= EXERCISE OBJECTIVE =
Retype every line of the records below without changing anything.

Point labeling examples:

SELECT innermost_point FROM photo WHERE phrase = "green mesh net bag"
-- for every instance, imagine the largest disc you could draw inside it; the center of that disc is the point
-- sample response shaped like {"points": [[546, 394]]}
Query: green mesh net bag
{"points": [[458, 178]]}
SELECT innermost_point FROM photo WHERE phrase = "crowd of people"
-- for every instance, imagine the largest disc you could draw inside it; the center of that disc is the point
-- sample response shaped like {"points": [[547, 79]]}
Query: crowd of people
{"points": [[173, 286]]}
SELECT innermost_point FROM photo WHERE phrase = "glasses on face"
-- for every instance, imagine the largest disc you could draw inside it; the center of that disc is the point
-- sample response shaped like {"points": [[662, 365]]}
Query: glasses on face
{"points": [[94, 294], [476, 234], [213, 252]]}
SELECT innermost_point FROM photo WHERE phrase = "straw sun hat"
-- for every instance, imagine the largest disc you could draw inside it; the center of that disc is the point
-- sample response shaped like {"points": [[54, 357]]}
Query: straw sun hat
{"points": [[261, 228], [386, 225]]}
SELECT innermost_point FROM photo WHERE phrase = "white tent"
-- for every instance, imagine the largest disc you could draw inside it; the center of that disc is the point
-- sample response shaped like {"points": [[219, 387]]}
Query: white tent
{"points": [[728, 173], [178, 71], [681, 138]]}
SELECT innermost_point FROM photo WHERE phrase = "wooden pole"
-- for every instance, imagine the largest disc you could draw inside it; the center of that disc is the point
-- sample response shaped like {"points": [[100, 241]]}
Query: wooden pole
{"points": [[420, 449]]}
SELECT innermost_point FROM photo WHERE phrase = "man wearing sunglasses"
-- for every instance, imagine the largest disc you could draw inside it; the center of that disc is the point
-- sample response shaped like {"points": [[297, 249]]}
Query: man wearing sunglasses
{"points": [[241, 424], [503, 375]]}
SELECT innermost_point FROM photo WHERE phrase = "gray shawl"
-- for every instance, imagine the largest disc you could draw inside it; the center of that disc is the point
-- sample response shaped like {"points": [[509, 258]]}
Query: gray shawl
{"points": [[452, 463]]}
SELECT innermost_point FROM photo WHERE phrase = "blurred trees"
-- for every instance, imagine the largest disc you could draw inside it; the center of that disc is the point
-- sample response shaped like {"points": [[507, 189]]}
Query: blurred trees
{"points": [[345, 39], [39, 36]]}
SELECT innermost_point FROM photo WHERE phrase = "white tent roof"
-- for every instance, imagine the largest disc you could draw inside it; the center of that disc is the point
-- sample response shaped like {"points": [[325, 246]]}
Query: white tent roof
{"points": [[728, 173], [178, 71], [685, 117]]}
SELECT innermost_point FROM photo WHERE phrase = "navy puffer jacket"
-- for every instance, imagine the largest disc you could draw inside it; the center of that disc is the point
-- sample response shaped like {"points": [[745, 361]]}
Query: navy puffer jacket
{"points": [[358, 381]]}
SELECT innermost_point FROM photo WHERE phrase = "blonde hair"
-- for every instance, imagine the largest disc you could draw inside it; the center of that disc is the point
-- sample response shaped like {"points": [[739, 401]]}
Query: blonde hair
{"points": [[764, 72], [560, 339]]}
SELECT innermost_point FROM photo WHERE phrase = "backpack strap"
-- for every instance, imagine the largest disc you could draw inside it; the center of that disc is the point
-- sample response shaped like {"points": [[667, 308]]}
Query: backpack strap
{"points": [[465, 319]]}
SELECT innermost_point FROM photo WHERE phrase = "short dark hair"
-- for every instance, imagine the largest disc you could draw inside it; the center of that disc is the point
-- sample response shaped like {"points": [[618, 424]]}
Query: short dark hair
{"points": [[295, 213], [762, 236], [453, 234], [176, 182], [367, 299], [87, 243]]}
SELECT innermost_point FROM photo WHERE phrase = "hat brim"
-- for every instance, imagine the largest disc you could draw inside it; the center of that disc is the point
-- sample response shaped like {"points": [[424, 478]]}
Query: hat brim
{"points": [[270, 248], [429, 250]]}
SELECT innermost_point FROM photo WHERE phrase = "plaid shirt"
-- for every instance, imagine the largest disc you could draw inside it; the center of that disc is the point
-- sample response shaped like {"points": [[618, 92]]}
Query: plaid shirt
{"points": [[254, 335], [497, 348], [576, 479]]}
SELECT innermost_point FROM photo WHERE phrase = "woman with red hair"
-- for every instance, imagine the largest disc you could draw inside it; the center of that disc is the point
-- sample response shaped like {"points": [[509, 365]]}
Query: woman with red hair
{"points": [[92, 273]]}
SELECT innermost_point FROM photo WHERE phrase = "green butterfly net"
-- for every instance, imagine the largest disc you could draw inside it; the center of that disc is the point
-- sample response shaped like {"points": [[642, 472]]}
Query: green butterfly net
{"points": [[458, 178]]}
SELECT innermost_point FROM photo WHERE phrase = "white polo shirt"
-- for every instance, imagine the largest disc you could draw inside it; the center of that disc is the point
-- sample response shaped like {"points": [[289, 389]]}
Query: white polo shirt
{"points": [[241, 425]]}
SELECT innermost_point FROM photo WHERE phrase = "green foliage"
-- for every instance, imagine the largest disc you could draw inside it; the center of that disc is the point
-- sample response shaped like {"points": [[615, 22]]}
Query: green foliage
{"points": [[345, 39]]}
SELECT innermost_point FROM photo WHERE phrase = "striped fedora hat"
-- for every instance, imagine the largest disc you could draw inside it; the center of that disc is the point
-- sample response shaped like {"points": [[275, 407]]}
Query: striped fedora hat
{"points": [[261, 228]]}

= OUTPUT OF THE TASK =
SELECT innermost_point FROM photo WHERE phrase = "green mesh net bag"
-- for every instance, imagine the largest disc you could draw inside it; the center of that disc is the point
-- sample response shaped like {"points": [[546, 394]]}
Query: green mesh net bag
{"points": [[458, 178]]}
SELECT innermost_point FROM photo WHERE phrase = "crowd of people"
-- for every instance, imagine the largest disc you could draw inside it; the center of that disc is the point
-- sample response shaped like {"points": [[547, 79]]}
Query: crowd of people
{"points": [[173, 286]]}
SELECT innermost_point FROM photo WHERE phrase = "glasses on face"
-- for every instance, imagine the largest disc you could draw inside it; the center of that disc is the point
-- sample response shaped like {"points": [[662, 365]]}
Query: glasses on face
{"points": [[94, 294], [476, 234], [213, 252]]}
SELECT innermost_point FROM photo WHERE phrase = "straw sun hat"
-- for every instance, imagine the largest disc you could draw inside it; the center of that disc is the point
-- sample response shaped like {"points": [[54, 357]]}
Query: straw sun hat
{"points": [[261, 228], [386, 225]]}
SELECT innermost_point FROM photo WHERE phrase = "white tent"
-- for every instance, imagine the largest disc you could draw inside it; the center of that disc is the point
-- sample response shaped like {"points": [[219, 387]]}
Query: white tent
{"points": [[728, 173], [178, 71], [681, 138]]}
SELECT innermost_point FROM photo WHERE phrase = "wooden pole"
-- for every instance, imagine the largest disc you could draw inside it; the center of that disc is the point
-- sample response shaped like {"points": [[100, 241]]}
Query: wooden pole
{"points": [[420, 449]]}
SELECT innermost_point FROM photo WHERE phrase = "man wearing sunglasses"
-- for every instance, imagine the largest disc you could draw inside it; the center of that disc is the point
-- sample response shaped like {"points": [[297, 249]]}
Query: man wearing sunglasses
{"points": [[241, 424], [503, 375]]}
SELECT innermost_point FROM photo WHERE phrase = "gray shawl"
-- for every instance, imagine the largest disc you could draw inside it; the center of that disc is the point
-- sample response shaped like {"points": [[509, 258]]}
Query: gray shawl
{"points": [[452, 463]]}
SELECT innermost_point FROM photo WHERE phrase = "blurred trees"
-- for every instance, imagine the largest disc you could draw inside it; the center of that disc is the point
-- sample response shaped like {"points": [[507, 189]]}
Query: blurred trees
{"points": [[345, 39], [39, 36]]}
SELECT innermost_point FROM photo WHERE phrase = "white tent roof"
-- for every instance, imagine the largest disc you could draw inside it; the center of that disc is the point
-- sample response shaped like {"points": [[325, 246]]}
Query: white tent roof
{"points": [[728, 173], [178, 71], [685, 117]]}
SELECT innermost_point FROM photo WHERE phrase = "navy puffer jacket"
-- for every instance, imagine the largest disc you could draw inside it; the center of that disc is the point
-- sample response shaped like {"points": [[745, 361]]}
Query: navy puffer jacket
{"points": [[358, 381]]}
SELECT innermost_point FROM photo WHERE phrase = "blonde hair"
-- for every instance, imagine the largest disc you could draw inside it; the center of that disc is the point
-- sample response shaped like {"points": [[739, 401]]}
Query: blonde hair
{"points": [[764, 72], [560, 339]]}
SELECT innermost_point FROM photo WHERE phrase = "backpack strap"
-- for every instance, imagine the largest disc you could draw inside it; the center of that disc is the point
-- sample response shaped like {"points": [[667, 308]]}
Query: backpack strap
{"points": [[465, 319]]}
SELECT innermost_point FROM photo WHERE phrase = "short dark hair"
-- for every instance, imagine the largest disc you could draw inside it; the center of that disc is the point
-- sample response shaped like {"points": [[618, 424]]}
Query: short dark hair
{"points": [[295, 213], [762, 236], [453, 234], [176, 182], [367, 299], [87, 243]]}
SELECT innermost_point FROM photo WHERE phrase = "hat brim"
-- for every instance, imagine the largest disc you could draw inside it; the center of that disc is the point
-- sample response shaped like {"points": [[424, 478]]}
Query: hat brim
{"points": [[270, 248], [429, 250]]}
SELECT innermost_point FROM photo WHERE phrase = "plaid shirt"
-- for every instance, imagine the largest disc you could draw inside it; the center of that disc is the point
-- sample response shaped like {"points": [[618, 92]]}
Query: plaid shirt
{"points": [[254, 335], [497, 348], [576, 479]]}
SELECT innermost_point FROM photo WHERE phrase = "woman with red hair"
-- for every instance, imagine the largest disc you could draw inside it; the center of that disc is the point
-- sample response shaped like {"points": [[509, 365]]}
Query: woman with red hair
{"points": [[92, 273]]}
SELECT innermost_point FROM photo WHERE phrase = "green butterfly net"
-- for every instance, imagine the largest disc you could draw inside it; the center of that disc is the point
-- sample response shaped like {"points": [[642, 472]]}
Query: green butterfly net
{"points": [[458, 178]]}
SELECT innermost_point FROM photo WHERE phrase = "white polo shirt"
-- for every instance, imagine the largest disc you could draw inside it; the center of that disc is the point
-- sample response shaped like {"points": [[289, 389]]}
Query: white polo shirt
{"points": [[241, 425]]}
SELECT innermost_point FROM photo WHERE phrase = "green foliage"
-- for every instance, imagine the largest disc you could draw inside it; the center of that disc is the point
-- sample response shaped like {"points": [[615, 22]]}
Query: green foliage
{"points": [[345, 39]]}
SELECT innermost_point FROM photo WHERE phrase = "striped fedora hat"
-- for every instance, imagine the largest disc you could draw inside it; the center of that disc is the point
-- sample response shaped like {"points": [[275, 407]]}
Query: striped fedora hat
{"points": [[261, 228]]}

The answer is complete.